[Items listed in a dataset]
┌──

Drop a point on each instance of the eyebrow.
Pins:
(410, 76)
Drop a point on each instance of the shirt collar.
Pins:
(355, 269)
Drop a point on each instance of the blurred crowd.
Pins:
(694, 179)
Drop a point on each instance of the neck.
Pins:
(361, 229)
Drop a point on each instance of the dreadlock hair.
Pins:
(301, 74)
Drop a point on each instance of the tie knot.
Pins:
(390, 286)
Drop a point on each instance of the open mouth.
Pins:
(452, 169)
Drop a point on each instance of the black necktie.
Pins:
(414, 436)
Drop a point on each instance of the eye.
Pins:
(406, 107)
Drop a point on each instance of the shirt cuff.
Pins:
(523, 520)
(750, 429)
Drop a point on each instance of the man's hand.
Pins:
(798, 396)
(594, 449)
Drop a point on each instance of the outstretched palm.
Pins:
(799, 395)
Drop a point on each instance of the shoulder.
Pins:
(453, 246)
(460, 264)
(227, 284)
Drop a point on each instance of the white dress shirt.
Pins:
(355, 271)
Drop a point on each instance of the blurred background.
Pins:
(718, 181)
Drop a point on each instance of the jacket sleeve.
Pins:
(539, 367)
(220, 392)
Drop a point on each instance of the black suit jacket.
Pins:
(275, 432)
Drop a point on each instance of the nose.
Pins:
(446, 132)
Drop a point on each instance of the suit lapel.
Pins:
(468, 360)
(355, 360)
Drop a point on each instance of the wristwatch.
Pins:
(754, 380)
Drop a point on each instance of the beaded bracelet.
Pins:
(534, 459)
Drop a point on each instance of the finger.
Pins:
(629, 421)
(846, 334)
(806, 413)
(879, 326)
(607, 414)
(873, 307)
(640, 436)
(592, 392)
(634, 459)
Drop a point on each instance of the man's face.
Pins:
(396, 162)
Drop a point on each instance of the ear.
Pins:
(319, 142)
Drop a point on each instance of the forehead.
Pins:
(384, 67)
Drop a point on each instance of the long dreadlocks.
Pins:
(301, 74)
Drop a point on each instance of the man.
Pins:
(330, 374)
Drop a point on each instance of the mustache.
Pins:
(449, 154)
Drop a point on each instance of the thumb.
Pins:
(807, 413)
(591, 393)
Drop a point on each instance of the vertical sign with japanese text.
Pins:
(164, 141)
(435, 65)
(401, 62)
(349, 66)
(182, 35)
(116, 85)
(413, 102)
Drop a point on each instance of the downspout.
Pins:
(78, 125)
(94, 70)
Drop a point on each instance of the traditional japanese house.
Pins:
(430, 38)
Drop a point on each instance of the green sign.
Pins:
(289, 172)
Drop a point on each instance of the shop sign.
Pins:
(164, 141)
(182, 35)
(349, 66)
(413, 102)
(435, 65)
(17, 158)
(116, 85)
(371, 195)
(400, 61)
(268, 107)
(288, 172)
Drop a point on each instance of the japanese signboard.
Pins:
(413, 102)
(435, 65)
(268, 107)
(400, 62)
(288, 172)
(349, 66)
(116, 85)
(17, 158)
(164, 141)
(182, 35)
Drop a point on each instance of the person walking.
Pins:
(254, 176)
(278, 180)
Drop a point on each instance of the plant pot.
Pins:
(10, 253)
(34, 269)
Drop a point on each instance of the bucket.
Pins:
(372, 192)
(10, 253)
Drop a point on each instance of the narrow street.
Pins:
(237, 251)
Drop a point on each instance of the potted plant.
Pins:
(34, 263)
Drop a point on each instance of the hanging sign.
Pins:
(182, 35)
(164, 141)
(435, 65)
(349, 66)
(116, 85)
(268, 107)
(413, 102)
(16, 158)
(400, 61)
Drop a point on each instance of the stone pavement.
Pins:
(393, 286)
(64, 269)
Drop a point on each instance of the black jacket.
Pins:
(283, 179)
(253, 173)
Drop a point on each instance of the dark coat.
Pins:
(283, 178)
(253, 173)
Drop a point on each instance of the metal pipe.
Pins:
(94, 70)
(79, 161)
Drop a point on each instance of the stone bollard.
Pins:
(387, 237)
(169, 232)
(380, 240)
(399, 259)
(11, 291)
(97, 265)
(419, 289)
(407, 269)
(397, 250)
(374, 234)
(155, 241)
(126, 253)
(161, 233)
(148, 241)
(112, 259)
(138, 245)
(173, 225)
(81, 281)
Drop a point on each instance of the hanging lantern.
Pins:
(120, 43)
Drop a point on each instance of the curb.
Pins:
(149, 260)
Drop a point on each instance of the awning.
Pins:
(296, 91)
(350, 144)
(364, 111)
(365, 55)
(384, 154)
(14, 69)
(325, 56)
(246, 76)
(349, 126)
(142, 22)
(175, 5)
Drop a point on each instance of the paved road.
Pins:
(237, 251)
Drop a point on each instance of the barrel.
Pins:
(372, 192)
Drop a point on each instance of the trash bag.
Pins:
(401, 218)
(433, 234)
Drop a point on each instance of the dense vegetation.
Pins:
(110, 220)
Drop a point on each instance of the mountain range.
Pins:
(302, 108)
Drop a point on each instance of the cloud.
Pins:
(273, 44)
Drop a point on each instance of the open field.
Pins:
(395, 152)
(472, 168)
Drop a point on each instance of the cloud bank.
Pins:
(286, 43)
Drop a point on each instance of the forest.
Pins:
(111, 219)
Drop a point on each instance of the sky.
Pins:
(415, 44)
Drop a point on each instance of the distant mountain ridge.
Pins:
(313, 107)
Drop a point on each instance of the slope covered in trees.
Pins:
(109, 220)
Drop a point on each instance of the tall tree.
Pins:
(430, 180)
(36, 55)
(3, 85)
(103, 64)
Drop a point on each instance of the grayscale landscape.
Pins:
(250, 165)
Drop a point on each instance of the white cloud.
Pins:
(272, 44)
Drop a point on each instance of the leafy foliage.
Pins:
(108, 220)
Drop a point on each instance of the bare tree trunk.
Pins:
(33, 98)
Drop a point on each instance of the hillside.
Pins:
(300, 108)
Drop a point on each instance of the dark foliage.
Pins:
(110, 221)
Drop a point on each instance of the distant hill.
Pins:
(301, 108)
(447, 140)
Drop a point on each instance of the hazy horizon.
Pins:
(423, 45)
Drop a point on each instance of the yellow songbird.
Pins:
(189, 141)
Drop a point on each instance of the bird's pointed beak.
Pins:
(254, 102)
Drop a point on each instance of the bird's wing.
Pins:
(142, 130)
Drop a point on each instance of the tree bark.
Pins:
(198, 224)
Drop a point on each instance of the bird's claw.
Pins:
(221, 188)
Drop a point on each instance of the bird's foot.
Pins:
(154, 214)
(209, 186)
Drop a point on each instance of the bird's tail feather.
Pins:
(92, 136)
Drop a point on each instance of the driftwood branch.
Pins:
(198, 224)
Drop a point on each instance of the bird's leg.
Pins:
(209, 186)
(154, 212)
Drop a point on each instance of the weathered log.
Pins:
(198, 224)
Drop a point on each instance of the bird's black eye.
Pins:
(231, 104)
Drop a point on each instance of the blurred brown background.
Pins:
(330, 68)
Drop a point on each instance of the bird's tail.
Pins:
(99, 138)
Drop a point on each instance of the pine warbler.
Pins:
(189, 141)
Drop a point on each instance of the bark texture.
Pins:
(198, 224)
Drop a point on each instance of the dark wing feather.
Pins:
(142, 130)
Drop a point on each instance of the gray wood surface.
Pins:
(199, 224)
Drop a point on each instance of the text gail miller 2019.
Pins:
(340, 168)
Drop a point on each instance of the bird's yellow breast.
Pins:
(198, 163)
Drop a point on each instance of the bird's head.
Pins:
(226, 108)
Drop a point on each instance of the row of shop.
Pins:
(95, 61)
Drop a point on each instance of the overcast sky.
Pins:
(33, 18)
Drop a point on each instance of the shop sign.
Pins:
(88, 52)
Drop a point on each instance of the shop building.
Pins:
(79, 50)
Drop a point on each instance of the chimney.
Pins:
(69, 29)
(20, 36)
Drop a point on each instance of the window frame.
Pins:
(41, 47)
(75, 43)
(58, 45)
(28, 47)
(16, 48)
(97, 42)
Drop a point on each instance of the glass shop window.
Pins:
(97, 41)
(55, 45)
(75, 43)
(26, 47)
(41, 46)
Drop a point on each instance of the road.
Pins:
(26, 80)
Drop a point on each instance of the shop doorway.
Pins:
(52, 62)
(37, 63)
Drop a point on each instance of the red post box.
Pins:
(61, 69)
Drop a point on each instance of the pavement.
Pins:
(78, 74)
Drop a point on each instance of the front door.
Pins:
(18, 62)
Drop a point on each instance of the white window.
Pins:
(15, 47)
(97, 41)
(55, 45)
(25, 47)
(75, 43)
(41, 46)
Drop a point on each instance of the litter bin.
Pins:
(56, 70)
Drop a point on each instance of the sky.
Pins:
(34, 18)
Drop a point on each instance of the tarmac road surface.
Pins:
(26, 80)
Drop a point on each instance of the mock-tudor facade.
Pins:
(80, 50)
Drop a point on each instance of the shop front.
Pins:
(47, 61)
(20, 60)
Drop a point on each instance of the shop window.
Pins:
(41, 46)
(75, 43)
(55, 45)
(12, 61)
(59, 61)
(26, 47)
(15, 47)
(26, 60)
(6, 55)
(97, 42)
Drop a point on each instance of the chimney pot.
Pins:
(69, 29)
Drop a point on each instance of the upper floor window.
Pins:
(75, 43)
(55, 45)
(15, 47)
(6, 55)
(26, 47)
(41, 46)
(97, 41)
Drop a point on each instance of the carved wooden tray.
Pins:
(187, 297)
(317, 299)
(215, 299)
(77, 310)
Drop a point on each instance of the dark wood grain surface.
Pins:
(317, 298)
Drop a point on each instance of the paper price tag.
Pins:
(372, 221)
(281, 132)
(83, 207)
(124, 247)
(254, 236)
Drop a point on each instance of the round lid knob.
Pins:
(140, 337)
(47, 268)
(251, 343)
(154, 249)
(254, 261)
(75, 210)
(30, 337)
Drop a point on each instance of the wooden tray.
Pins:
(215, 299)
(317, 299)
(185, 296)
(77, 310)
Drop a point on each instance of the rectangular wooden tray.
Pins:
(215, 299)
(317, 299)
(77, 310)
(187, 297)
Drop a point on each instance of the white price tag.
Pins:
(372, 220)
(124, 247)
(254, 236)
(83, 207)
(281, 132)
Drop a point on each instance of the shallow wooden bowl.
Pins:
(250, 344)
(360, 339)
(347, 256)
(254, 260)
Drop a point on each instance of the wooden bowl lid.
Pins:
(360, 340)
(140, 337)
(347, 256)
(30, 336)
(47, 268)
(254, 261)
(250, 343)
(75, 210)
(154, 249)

└──

Action item: Scan the data, and report each line that uses the word "dark".

Response to the exercise:
Drop a point on each instance of the dark coat.
Drop a point on each instance of the dark foliage.
Drop a point on each instance of the dark wing feather.
Drop a point on each instance of the dark wood grain surface.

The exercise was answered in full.